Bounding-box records
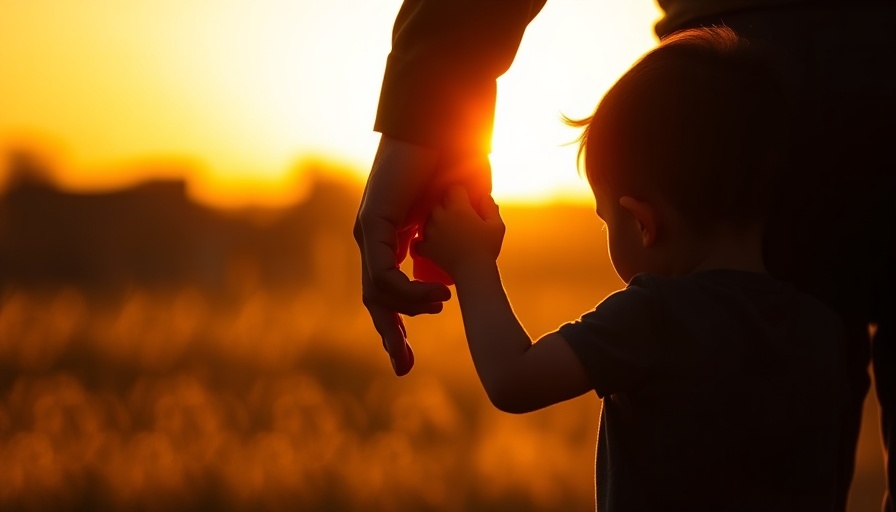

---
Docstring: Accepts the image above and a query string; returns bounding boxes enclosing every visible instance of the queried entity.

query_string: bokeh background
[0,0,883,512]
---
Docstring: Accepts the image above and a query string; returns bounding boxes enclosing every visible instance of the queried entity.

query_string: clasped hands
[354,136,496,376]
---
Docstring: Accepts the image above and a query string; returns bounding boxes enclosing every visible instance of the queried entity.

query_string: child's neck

TASK DESCRIPTION
Render all of the data above as a numbered list with one entry per line and no blank lines. Leave the pictures out of the answer.

COMPLETE ANSWER
1. ---
2. Docstring: Accepts the image above and a query string; returns bounding boxes enclosing every visible instance of the queried entity.
3. query_string: bokeh background
4. [0,0,883,512]
5. ---
6. Docstring: Accepts the image above and a query string; returns bounding boxes enclosing every visible instance of the queried entity.
7. query_string: clasped hands
8. [354,136,496,376]
9. ---
10. Docstring: Accepts the image above and a query string; returns bounding boxes enclosing every visible instance of the queried entity.
11. query_string: child's neck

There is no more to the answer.